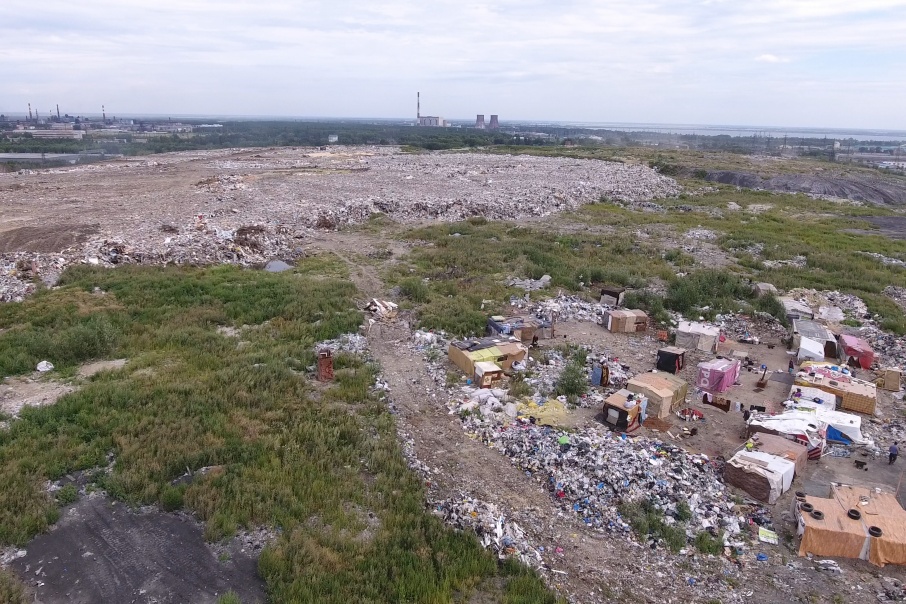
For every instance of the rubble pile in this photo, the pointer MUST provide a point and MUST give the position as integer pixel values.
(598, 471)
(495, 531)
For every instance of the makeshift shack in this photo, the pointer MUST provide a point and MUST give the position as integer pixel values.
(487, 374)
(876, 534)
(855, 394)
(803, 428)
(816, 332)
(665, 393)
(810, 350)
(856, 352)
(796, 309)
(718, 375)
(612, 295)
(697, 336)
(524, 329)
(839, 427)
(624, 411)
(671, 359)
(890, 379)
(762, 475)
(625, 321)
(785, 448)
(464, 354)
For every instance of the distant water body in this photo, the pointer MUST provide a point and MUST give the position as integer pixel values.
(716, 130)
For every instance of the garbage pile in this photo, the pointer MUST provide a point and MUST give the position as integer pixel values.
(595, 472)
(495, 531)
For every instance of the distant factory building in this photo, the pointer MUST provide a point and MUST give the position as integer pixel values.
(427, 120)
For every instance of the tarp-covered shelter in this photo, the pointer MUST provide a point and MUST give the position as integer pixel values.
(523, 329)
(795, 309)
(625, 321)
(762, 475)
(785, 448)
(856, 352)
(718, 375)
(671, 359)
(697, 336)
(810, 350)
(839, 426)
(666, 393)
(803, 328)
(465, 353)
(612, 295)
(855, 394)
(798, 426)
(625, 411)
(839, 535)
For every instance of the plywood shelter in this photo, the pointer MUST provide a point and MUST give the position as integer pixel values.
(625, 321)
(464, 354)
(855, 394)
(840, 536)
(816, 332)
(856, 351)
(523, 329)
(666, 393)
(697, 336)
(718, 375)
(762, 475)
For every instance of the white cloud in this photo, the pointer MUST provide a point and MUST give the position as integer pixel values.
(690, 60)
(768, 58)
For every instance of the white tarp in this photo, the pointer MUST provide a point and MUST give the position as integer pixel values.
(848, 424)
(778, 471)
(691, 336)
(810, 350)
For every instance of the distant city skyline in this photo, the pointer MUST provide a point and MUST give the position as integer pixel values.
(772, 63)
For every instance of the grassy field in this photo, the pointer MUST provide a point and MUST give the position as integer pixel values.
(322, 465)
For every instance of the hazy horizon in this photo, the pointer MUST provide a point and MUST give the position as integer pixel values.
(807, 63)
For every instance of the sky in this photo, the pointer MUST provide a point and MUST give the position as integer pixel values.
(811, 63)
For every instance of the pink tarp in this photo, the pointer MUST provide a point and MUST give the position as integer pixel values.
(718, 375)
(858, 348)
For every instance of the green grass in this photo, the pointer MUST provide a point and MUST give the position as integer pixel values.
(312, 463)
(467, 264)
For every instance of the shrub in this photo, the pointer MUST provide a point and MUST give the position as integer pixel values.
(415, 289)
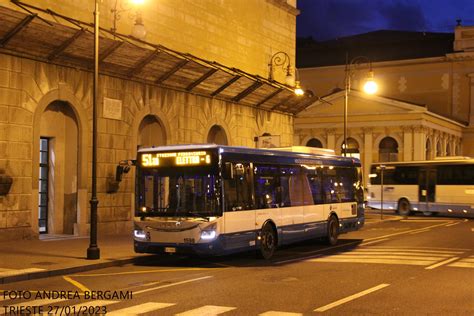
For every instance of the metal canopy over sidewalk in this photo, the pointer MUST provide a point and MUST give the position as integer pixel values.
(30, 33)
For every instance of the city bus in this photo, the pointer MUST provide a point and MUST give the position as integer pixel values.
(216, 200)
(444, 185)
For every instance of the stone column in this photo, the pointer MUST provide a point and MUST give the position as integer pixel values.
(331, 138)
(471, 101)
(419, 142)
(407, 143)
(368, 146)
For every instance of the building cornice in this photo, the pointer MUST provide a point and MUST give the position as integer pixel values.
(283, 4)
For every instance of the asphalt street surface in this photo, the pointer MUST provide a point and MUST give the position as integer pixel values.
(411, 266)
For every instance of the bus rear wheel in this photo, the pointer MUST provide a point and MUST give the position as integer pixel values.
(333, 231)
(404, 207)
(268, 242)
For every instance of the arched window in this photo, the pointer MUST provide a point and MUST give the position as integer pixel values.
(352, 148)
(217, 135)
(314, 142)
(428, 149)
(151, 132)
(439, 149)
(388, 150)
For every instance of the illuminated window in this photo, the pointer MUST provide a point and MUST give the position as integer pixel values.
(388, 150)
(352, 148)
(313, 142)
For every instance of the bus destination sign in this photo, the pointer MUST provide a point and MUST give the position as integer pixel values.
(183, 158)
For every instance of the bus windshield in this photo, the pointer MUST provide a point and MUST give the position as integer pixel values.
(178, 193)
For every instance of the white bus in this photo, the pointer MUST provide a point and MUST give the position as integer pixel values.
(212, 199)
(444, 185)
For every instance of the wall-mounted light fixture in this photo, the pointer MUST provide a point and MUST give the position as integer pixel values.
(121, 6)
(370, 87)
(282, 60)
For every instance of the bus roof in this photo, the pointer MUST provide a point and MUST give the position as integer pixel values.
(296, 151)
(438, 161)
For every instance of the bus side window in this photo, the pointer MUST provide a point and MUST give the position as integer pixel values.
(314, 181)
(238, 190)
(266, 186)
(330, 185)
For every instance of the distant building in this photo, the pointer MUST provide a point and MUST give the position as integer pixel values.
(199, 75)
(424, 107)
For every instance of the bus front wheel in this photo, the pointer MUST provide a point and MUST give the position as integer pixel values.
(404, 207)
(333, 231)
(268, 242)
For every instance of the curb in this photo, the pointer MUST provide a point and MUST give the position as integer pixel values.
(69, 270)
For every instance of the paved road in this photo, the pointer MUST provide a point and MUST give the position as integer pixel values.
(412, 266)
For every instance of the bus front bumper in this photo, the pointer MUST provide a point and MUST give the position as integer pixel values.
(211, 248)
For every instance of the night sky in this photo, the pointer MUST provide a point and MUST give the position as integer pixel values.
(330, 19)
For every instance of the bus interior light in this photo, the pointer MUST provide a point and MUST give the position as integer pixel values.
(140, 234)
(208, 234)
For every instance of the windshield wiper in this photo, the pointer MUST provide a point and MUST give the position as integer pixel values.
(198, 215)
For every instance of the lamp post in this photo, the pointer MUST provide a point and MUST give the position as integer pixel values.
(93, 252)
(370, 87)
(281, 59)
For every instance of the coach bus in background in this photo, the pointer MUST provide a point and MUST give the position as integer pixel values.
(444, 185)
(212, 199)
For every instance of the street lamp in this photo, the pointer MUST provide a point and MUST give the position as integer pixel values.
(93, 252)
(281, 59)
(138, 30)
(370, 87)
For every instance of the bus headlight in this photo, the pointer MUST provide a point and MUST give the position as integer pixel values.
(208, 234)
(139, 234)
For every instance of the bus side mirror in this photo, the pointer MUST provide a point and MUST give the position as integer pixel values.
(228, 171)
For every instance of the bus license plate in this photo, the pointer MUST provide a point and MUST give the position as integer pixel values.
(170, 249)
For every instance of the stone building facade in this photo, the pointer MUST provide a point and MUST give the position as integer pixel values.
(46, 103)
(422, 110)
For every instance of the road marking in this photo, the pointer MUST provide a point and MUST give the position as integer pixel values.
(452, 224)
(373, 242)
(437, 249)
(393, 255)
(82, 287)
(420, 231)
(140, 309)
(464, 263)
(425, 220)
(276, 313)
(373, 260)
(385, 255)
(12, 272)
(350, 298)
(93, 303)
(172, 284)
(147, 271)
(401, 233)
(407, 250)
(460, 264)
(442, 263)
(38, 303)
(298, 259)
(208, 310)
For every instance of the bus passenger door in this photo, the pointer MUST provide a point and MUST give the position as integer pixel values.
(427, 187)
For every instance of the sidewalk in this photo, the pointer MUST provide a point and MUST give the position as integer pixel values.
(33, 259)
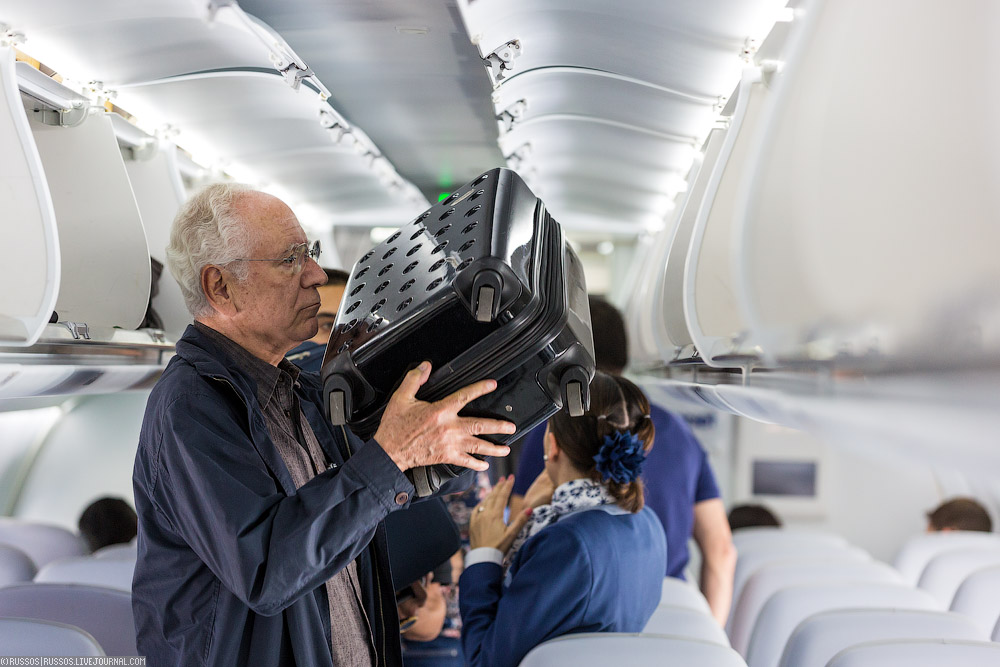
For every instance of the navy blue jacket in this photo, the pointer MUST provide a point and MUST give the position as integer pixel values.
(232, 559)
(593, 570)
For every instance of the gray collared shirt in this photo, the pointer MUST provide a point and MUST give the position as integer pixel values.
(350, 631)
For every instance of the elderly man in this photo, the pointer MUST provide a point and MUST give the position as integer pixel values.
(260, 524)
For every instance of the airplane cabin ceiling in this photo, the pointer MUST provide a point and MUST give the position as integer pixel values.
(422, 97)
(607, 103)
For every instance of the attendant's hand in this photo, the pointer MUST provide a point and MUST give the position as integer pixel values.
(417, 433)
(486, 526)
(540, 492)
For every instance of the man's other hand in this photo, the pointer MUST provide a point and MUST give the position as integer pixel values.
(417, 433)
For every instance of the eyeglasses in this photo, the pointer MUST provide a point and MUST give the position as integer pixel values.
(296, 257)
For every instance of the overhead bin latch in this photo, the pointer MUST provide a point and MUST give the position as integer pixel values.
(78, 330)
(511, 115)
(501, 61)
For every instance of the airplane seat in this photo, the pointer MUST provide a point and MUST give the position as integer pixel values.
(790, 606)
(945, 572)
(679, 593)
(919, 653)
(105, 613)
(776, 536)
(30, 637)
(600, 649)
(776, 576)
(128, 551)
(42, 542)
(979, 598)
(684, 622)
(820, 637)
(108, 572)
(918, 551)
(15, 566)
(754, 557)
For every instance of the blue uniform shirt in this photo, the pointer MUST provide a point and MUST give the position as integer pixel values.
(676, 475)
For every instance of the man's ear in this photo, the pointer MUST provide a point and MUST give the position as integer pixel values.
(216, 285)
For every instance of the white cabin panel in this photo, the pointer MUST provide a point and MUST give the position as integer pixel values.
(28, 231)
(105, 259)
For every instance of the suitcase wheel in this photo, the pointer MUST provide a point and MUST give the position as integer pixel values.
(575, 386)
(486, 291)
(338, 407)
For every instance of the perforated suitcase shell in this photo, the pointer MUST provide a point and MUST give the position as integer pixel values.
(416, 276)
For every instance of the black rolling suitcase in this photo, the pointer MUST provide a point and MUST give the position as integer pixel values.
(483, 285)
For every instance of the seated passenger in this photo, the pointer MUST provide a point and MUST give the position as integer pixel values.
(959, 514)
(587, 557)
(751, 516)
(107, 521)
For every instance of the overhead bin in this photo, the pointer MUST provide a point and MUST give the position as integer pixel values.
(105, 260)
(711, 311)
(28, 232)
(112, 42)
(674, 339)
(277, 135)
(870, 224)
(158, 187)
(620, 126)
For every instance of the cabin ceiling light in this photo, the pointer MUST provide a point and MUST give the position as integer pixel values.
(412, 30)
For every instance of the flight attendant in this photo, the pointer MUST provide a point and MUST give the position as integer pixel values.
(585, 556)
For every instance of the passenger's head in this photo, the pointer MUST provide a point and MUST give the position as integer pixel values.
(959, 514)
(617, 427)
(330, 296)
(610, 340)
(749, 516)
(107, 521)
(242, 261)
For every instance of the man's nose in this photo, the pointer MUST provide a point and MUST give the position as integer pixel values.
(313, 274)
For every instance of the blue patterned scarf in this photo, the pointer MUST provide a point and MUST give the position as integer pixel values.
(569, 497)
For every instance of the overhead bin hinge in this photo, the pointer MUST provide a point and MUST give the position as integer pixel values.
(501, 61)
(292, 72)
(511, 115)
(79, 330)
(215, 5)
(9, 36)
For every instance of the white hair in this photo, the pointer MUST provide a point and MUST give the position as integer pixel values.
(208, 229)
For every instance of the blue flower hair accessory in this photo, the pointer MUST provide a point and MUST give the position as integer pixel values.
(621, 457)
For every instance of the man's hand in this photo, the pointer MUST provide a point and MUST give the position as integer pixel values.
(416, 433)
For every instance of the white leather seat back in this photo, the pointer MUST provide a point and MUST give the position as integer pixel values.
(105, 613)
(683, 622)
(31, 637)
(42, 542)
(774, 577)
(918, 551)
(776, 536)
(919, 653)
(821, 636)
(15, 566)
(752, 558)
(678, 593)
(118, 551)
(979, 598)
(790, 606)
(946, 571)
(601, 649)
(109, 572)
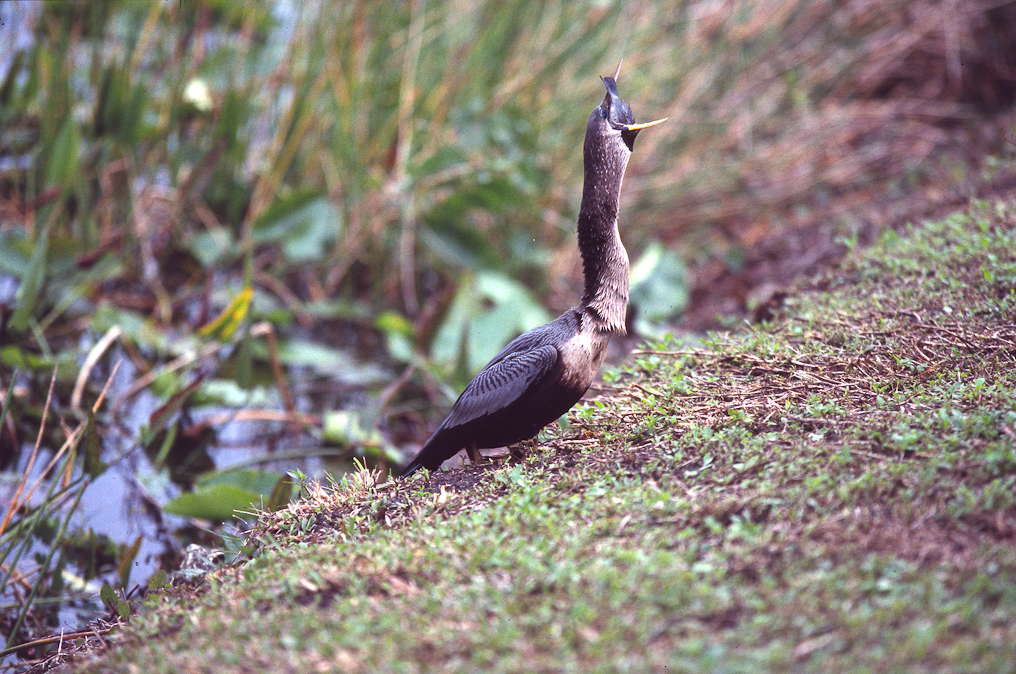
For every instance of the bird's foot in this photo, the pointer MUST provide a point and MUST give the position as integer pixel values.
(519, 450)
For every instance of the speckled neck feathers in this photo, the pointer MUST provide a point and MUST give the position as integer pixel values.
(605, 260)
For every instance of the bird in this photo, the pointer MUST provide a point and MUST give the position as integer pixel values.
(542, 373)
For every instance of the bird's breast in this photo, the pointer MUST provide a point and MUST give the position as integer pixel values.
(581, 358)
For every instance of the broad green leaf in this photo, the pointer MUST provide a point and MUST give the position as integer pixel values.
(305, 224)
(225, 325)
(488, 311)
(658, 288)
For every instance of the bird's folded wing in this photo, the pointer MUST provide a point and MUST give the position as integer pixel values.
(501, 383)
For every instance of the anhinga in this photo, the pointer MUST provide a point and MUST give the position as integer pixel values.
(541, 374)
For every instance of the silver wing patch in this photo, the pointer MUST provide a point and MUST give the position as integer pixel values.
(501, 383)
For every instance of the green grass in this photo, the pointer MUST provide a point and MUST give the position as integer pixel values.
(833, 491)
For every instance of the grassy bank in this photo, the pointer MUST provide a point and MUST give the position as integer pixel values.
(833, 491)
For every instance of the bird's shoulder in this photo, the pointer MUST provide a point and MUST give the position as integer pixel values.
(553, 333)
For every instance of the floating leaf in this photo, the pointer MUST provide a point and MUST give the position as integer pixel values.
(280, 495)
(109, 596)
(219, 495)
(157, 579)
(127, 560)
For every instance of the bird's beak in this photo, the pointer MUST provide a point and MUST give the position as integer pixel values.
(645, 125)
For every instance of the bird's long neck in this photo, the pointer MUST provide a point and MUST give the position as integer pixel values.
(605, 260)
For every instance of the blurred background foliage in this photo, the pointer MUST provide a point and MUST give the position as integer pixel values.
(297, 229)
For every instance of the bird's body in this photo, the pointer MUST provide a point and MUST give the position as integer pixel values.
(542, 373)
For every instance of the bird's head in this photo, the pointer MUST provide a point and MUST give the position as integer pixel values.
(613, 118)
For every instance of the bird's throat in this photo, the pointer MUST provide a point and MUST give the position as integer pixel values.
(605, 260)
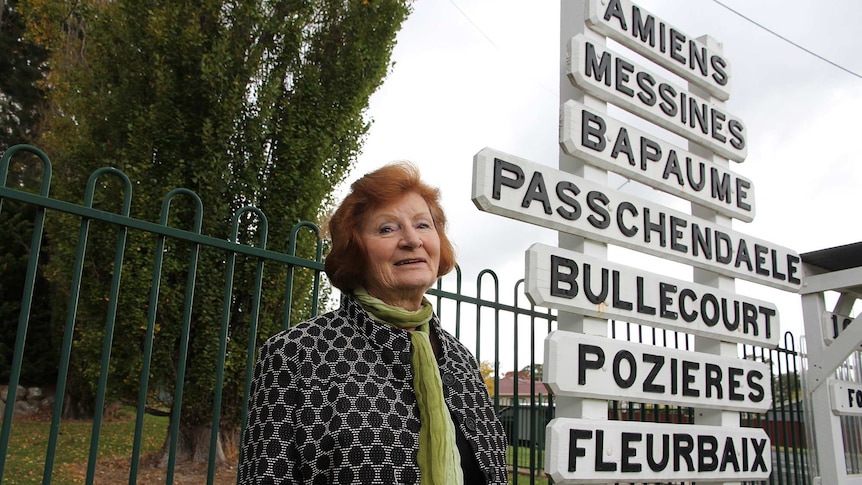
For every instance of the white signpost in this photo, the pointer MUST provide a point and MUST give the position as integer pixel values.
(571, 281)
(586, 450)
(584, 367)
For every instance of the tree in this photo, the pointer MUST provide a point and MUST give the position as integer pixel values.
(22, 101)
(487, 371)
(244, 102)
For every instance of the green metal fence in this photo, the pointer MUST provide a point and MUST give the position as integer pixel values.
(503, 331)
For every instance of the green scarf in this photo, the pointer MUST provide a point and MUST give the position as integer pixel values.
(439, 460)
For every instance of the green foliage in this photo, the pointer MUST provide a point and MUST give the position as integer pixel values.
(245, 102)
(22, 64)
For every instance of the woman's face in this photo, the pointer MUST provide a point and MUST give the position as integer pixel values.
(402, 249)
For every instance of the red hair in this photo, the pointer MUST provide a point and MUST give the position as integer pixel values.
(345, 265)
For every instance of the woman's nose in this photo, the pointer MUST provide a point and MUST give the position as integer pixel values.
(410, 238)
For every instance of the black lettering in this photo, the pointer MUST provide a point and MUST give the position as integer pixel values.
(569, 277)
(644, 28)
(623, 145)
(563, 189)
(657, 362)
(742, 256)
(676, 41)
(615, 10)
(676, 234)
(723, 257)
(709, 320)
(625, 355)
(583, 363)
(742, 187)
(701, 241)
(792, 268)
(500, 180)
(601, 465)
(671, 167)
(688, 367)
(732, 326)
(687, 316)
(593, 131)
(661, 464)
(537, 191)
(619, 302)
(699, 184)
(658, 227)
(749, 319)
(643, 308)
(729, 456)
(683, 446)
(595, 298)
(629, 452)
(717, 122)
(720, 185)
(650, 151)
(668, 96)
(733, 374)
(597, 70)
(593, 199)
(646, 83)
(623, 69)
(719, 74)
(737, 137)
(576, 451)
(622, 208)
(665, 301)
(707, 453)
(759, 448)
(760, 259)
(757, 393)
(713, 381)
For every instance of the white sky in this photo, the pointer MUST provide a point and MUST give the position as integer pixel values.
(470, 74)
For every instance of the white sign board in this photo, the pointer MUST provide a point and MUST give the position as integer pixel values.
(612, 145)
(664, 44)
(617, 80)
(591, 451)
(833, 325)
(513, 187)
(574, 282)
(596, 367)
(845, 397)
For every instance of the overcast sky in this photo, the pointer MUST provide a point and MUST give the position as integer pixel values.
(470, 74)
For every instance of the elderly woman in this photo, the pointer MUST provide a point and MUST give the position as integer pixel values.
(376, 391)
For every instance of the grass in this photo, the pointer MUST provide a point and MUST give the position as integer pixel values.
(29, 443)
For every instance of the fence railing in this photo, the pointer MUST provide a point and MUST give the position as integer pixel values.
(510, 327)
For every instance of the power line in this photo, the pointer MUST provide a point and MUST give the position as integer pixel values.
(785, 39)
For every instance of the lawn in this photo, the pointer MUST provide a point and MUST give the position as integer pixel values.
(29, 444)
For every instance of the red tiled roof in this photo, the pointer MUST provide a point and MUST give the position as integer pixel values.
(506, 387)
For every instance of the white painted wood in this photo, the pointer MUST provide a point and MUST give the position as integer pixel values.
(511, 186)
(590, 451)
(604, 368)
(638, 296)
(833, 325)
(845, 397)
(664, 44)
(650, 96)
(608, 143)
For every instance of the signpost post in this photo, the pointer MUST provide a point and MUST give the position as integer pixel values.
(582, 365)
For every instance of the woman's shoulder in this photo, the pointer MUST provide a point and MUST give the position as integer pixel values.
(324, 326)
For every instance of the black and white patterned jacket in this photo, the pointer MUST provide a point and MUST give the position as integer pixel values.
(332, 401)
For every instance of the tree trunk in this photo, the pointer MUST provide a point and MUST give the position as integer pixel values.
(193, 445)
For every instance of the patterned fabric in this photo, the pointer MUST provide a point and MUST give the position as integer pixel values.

※

● **GIVEN REQUEST**
Quote exactly what appears from the line containing "For every instance of the power" through the final line of the listing above, including both of those lines.

● **RIGHT ANSWER**
For every instance of the power line in this photo, the pointer MUST provide a point and MUST give the position as integer pixel values.
(785, 39)
For every instance of the lawn in this photo, the pointer MUST provide a point and MUST give the position as integer pixel values.
(29, 444)
For every instance of the red tiled roof in this photo, the pointer MUST provide a point and MUST give the position as integer pixel values.
(506, 387)
For every instance of the white painted wood in this photo, the pointer MUST provide a point and MUST give the position as integer pixel values.
(511, 186)
(590, 451)
(604, 368)
(638, 296)
(833, 325)
(845, 397)
(664, 44)
(650, 96)
(608, 143)
For every instance of the signpost post in this photo, the pointer MUST provide a point and MUST give the position as integer pixel values.
(582, 365)
For every instance of the woman's shoulder in this photo, the pointer MUST provide a point and MUST give the position as integer pixel values.
(324, 326)
For every instance of the black and white patterned jacket in this photo, the pointer MUST provide a point and MUST give the position as integer pixel values.
(332, 401)
For every instance of the tree trunk in this photo, the pointer MUST provide a point and MUST give the position as integer pixel values.
(193, 445)
For every instance of the patterned fabric in this photo, the pointer MUST provide a point and MUST give the position as integer pixel values.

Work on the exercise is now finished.